%%

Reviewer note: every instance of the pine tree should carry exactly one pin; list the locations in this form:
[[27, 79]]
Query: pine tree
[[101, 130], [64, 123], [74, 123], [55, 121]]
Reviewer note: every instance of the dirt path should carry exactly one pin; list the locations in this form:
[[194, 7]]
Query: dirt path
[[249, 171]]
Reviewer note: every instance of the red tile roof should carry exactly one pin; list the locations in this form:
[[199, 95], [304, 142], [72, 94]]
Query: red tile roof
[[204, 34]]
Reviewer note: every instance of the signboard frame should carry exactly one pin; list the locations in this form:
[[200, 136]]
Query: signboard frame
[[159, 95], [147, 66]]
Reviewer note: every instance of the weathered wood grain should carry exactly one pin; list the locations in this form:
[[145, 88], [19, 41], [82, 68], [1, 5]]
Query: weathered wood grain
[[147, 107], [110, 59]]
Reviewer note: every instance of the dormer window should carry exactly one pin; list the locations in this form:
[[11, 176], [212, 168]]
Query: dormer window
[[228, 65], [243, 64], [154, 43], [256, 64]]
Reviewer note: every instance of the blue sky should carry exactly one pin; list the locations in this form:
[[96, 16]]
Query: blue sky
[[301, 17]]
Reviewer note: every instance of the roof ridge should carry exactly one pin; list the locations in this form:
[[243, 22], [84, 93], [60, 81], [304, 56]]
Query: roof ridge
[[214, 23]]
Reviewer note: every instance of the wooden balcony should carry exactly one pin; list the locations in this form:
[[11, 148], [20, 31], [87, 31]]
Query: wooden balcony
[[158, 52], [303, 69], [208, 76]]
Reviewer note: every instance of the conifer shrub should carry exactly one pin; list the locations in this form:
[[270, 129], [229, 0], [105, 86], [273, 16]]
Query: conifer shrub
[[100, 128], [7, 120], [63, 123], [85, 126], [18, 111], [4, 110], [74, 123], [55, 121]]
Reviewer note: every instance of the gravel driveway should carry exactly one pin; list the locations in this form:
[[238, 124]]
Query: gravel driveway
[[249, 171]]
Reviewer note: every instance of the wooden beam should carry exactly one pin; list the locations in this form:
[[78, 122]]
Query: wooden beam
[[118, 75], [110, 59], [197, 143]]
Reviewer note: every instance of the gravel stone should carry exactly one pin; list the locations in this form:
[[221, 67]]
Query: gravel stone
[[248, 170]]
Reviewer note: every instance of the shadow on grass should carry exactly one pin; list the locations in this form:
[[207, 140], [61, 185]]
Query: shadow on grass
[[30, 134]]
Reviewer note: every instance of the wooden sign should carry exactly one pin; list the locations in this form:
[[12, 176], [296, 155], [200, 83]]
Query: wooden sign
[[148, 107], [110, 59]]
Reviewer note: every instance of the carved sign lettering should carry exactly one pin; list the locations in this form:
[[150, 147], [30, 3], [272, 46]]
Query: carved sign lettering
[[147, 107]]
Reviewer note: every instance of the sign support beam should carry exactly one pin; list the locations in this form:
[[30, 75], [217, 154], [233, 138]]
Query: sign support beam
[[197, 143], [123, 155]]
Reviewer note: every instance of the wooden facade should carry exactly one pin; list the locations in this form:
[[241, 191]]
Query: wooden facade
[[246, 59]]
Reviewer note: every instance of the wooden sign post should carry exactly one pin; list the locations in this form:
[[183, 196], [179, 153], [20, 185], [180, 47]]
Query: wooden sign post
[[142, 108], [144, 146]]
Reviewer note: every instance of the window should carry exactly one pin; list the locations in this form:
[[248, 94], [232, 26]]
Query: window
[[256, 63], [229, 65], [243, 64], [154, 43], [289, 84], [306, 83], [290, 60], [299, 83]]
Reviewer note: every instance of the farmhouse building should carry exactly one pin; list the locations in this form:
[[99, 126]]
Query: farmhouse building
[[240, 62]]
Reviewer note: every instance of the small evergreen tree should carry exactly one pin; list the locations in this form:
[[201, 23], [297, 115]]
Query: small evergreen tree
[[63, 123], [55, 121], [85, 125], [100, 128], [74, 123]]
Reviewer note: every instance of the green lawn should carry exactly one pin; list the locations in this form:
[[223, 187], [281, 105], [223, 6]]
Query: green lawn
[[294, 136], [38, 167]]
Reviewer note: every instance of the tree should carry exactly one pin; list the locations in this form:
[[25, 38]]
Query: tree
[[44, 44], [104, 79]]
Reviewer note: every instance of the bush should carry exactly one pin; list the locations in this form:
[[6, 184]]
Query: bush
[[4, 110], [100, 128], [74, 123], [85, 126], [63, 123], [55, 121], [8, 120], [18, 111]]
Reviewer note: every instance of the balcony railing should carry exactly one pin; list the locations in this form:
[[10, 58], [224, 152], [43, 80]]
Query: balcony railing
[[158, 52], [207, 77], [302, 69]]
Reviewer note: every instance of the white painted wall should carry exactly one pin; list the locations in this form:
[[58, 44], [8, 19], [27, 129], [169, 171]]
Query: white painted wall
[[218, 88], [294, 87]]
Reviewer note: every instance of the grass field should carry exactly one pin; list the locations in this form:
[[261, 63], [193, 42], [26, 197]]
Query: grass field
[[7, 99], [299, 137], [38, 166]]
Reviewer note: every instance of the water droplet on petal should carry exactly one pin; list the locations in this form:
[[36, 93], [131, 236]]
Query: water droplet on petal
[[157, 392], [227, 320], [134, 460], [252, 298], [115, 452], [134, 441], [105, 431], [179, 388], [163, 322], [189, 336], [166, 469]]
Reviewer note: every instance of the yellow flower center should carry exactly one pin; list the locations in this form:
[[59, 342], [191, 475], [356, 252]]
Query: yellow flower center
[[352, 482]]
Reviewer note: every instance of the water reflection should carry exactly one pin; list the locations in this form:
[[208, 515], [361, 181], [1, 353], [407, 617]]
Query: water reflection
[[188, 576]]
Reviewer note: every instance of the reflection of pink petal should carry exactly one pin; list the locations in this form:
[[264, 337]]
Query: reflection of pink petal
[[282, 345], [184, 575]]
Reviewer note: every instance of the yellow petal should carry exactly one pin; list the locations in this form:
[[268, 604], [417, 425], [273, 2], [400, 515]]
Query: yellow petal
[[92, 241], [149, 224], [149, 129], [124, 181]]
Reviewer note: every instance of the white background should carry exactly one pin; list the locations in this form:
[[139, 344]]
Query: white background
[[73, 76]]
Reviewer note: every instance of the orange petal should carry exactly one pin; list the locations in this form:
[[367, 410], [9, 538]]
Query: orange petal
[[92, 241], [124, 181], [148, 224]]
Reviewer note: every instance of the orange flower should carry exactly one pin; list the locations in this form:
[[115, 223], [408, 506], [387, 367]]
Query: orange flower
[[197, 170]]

%%

PROBLEM TO WORK ON: Return the full data above, line for line.

RESPONSE:
Reviewer note: every instance of the pine tree should carry exactly one pin; list the locations in this form:
[[27, 79]]
Query: pine tree
[[101, 130], [64, 123], [74, 123], [55, 121]]
Reviewer note: every instance of the dirt path should carry exactly one pin; list the locations in this form:
[[194, 7]]
Query: dirt path
[[249, 171]]
Reviewer note: every instance of the red tile roof should carry exactly one pin; list the locations in this form:
[[199, 95], [304, 142], [72, 94]]
Query: red tile roof
[[204, 34]]
Reviewer note: every instance of the signboard frame should carry exactly one pin; list the locations in this form:
[[200, 136]]
Query: signboard frame
[[159, 95], [147, 66]]
Reviewer note: every instance of the weathered wood grain should carry exactly one pin; list the locations in this form:
[[145, 88], [19, 41], [82, 68], [1, 5]]
Query: weathered wood grain
[[147, 107], [110, 59]]
Reviewer note: every instance of the dormer window should carry exactly one pin; list the locations in this form:
[[11, 176], [212, 168]]
Query: dormer window
[[228, 65], [243, 64], [154, 43], [256, 64]]
Reviewer note: every instance of the blue sky should carry exactly one pin; list the locations in this form:
[[96, 16]]
Query: blue sky
[[301, 17]]
Reviewer note: every instance of the roof ridge should carry exactly one pin; list the locations in this form:
[[243, 22], [84, 93], [60, 81], [304, 56]]
Query: roof ridge
[[214, 23]]
Reviewer note: every instance of the wooden balcony should carry exactly one pin; list the locations in this form:
[[11, 148], [20, 31], [87, 31]]
Query: wooden balcony
[[158, 52], [303, 69], [208, 76]]
Reviewer note: every instance of the conifer shrub should carry exactly one pin; list the locations in this form:
[[270, 129], [229, 0], [105, 86], [273, 16]]
Query: conifer shrub
[[100, 128], [7, 120], [63, 123], [85, 126], [18, 111], [4, 110], [74, 123], [55, 121]]
Reviewer note: every instance of the gravel driveway should carry exactly one pin; list the locations in this form:
[[238, 124]]
Query: gravel driveway
[[249, 171]]
Reviewer note: every instance of the wooden beam should carry exactly one pin; list the locations in this form:
[[78, 122]]
Query: wooden beam
[[118, 75], [110, 59], [197, 143]]
Reviewer note: every instance of the gravel stone should carry exactly one pin; list the locations in this form:
[[221, 67]]
Query: gravel stone
[[248, 170]]
Reviewer note: every instance of the shadow on grass should carry exactly one pin; list the locations in this form:
[[207, 140], [61, 185]]
Query: shadow on grass
[[30, 134]]
Reviewer note: every instance of the wooden sign should carry exactly one pin; list the locations in this form:
[[12, 176], [296, 155], [200, 83]]
Query: wooden sign
[[148, 107], [110, 59]]
Reviewer note: every instance of the carved sign lettering should carry exactly one pin; list the locations in this form:
[[150, 147], [30, 3], [272, 46]]
Query: carved sign lettering
[[147, 107]]
Reviewer note: every instance of the sign support beam should carry exactly one pin; list the locations in this form:
[[30, 75], [217, 154], [233, 138]]
Query: sign support beam
[[197, 143], [123, 155]]
Reviewer note: every instance of the wooden facade should carry exactly one pin; list the locations in this form:
[[241, 191]]
Query: wooden facade
[[246, 59]]
Reviewer note: every instance of the wooden sign post should carry exactly one pin; list the locations in this form:
[[183, 196], [179, 153], [20, 185], [180, 47]]
Query: wooden sign post
[[142, 108], [144, 146]]
Reviewer note: every instance of the window should carry exactly one pin; list the locations in this form:
[[248, 94], [232, 26]]
Query: window
[[256, 63], [229, 65], [243, 64], [154, 43], [289, 84], [306, 83], [290, 60], [299, 83]]
Reviewer note: every instance of the farmhouse building should carry exactly one pin; list the locations in this form:
[[99, 126]]
Query: farmhouse building
[[240, 62]]
Reviewer note: every instance of the small evergreen tree should carry exactly one pin; list the locations in this form:
[[201, 23], [297, 115]]
Query: small evergreen tree
[[63, 123], [55, 121], [85, 125], [100, 128], [74, 123]]
Reviewer note: every instance of the green lawn should carry exactly one pin; list the locations in this form:
[[223, 187], [281, 105], [223, 6]]
Query: green lawn
[[294, 136], [38, 167]]
Reviewer note: every instance of the tree should carry exactly one pin; list the locations in this form:
[[25, 38]]
Query: tree
[[44, 44], [104, 79]]
Reviewer note: every instance of the bush should carry exactly one pin; list the locations in this form:
[[6, 184]]
Query: bush
[[4, 110], [100, 128], [74, 123], [85, 126], [63, 123], [55, 121], [8, 120], [18, 111]]
Reviewer note: every instance of the balcony railing should carry exactly one pin; list the locations in this form:
[[10, 58], [224, 152], [43, 80]]
Query: balcony railing
[[158, 52], [207, 77], [302, 69]]
Reviewer note: every instance of the white painted wall should carry exactly one pin; list the locations in this form:
[[58, 44], [8, 19], [27, 129], [169, 171]]
Query: white painted wall
[[218, 88], [294, 87]]
Reviewer note: every instance of the grass field should carry exactly one pin; list the locations in this form:
[[261, 63], [193, 42], [26, 197]]
Query: grass field
[[7, 99], [299, 137], [38, 166]]
Reviewer note: every instance of the water droplet on petal should carry exactly one pin; list the locations in this form:
[[36, 93], [131, 236]]
Query: water droplet on petal
[[157, 392], [227, 320], [134, 460], [252, 298], [115, 452], [134, 441], [105, 431], [179, 388], [163, 322], [189, 336], [166, 469]]
Reviewer note: every instance of the yellow flower center should carry exactly one pin; list the locations in this form:
[[59, 342], [191, 475], [356, 252]]
Query: yellow flower center
[[352, 482]]
Reviewer note: every instance of the water reflection should carry exactly one pin; list the locations in this form:
[[208, 515], [361, 181], [1, 353], [407, 617]]
Query: water reflection
[[188, 576]]
Reviewer note: every instance of the reflection of pink petal should carry exactly one pin; list the locations in this form:
[[264, 337]]
Query: reflection of pink petal
[[282, 345], [184, 575]]
Reviewer note: every instance of the yellow petal should carry exactly one pin; list the locations in this form:
[[268, 604], [417, 425], [273, 2], [400, 515]]
Query: yellow petal
[[92, 241], [149, 224], [149, 129], [124, 181]]
Reviewer note: every instance of the white background should carry exactly one pin; list the locations in this form:
[[139, 344]]
Query: white background
[[73, 76]]
Reviewer note: every instance of the orange petal should carry exactly one pin; list the locations in this form:
[[367, 410], [9, 538]]
Query: orange petal
[[92, 241], [124, 181], [148, 224]]
Reviewer note: every instance of the orange flower should carry exactly one pin; list the locations in this form:
[[115, 223], [408, 506], [387, 367]]
Query: orange flower
[[197, 170]]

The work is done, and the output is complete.